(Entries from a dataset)
------------------------------------------------

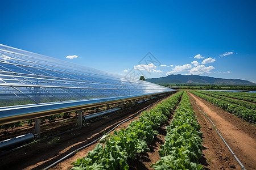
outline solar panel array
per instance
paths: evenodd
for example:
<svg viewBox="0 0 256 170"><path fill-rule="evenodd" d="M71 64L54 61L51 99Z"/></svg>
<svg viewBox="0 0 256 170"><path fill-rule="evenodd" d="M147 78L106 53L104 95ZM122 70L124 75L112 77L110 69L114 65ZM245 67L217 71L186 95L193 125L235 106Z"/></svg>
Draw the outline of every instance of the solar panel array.
<svg viewBox="0 0 256 170"><path fill-rule="evenodd" d="M0 44L0 107L171 91Z"/></svg>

------------------------------------------------

Problem statement: Write out every line of the listing above word for word, omitting the pictures.

Answer:
outline solar panel array
per instance
paths: evenodd
for example:
<svg viewBox="0 0 256 170"><path fill-rule="evenodd" d="M71 64L54 61L51 99Z"/></svg>
<svg viewBox="0 0 256 170"><path fill-rule="evenodd" d="M147 78L106 53L104 95ZM122 70L124 75L112 77L110 69L114 65ZM245 67L217 71L186 95L193 125L235 106Z"/></svg>
Draw the outline of every instance of the solar panel array.
<svg viewBox="0 0 256 170"><path fill-rule="evenodd" d="M0 44L0 107L171 91Z"/></svg>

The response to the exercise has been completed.